#### Work required:
Your job is to transcribe the material exactly. Keep every line.
━━━━━ Record set
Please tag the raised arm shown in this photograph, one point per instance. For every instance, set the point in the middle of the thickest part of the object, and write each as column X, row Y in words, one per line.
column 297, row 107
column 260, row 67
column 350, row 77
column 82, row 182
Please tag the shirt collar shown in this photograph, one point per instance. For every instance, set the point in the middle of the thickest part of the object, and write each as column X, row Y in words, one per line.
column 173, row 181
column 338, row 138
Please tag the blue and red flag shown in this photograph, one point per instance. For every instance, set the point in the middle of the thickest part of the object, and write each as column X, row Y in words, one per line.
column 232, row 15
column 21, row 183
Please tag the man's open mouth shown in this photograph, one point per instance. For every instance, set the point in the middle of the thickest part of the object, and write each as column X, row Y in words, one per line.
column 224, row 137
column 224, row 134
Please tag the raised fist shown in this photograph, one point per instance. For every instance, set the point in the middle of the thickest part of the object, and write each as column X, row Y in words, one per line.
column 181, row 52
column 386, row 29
━━━━━━━━━━
#### Response:
Please tag the raised arm shown in this photograph, one point per instance. For every instance, set the point in the middle of the thickest part of the object, and write each as column X, row Y in words, one per line.
column 297, row 107
column 260, row 67
column 350, row 77
column 82, row 182
Please tag the shirt collar shown in this photograph, one point per instance. For every instance, set the point in the middle of the thickest part of the object, and write each as column X, row Y in words, one per line.
column 173, row 181
column 338, row 138
Please tag the blue and red flag shown in this photograph, one point per instance. For every instance, set the point in the middle of the thickest part of the object, and write each as column X, row Y in words, one per line.
column 232, row 15
column 21, row 183
Please tag the man's open mouth shown in this photograph, one point per instance. For every instance, set the point in the middle of the thickest part of the object, and write each as column X, row Y in words, one per line.
column 224, row 137
column 224, row 134
Please tag the raised fist shown in this photograph, one point per instance. For every instance, set the point in the middle of the thickest part of the object, and write each as column X, row Y in words, one per line.
column 181, row 52
column 386, row 29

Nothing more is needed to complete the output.